» **INSTRUCTIONS TO FOLLOW**: Using the text below about Governor Ralph Northam's press conference, decide whether each of these statements agrees with it: (a) Northam said he had bought the EVMS yearbook; (b) Northam said he first saw the photo when his staff showed it to him; (c) the photo at issue was in a 1984 yearbook. Answer yes or no for each, and quote the exact words of the text that decide it.

On Saturday, embattled Virginia Democrat Governor Ralph Northam held a disastrous press conference to defend himself against accusations that he appeared in a 1984 yearbook photo that showed two people — one in blackface, the other in a KKK hood. During the conference, Northam claimed that he was not in that particular photo, but did wear blackface on a separate occasion.
“Yesterday I took responsibility for content that appeared on my page in the Eastern Virginia Medical School yearbook that was clearly racist and offensive. I am not and will not excuse the content of the photo,” Northam said. “It was offensive, racist, and despicable. When my staff showed me the photo in question yesterday, I was seeing it for the first time.”
“I did not purchase the EVMS yearbook and I was unaware of what was on my page,” Northam continued. “When I was confronted with the images yesterday, I was appalled that they appeared on my page but I believed then and now that am not either of the people in that photo. I stand by my statement of apology to the many Virginians who were hurt by seeing this content on a yearbook page that belongs to me.”

» **SOURCE DATA**:
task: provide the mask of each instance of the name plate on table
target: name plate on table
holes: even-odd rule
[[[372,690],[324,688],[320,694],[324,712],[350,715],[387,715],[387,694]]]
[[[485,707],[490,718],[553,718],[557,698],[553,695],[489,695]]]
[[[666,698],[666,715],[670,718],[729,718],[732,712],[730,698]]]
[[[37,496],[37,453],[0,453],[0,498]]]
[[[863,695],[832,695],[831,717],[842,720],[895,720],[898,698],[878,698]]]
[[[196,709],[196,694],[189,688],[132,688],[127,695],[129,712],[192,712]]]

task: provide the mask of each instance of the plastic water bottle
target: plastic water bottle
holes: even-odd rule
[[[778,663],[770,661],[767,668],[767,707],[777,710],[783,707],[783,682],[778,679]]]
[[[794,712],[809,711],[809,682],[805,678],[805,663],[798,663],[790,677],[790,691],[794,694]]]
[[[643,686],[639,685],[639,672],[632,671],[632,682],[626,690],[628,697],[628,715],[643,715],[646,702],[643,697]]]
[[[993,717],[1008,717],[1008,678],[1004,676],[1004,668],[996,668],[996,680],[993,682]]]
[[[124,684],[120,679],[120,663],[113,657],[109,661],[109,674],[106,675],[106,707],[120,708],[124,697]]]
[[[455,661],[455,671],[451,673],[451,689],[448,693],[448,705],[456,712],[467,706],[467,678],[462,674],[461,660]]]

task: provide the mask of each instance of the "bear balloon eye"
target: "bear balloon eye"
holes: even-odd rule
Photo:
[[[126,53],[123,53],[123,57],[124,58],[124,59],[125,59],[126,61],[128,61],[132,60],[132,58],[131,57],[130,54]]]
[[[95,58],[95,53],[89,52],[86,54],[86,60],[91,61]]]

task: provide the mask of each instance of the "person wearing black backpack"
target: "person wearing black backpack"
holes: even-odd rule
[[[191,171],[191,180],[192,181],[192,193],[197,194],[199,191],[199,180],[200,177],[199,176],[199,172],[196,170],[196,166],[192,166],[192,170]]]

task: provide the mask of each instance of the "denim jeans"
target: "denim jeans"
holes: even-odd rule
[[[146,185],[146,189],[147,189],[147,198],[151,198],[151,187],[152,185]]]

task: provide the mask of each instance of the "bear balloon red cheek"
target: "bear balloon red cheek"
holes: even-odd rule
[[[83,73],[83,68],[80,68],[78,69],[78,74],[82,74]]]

» **PROBLEM SOLUTION**:
(a) No: "I did not purchase the EVMS yearbook and I was unaware of what was on my page"
(b) Yes: "When my staff showed me the photo in question yesterday, I was seeing it for the first time."
(c) Yes: "he appeared in a 1984 yearbook photo"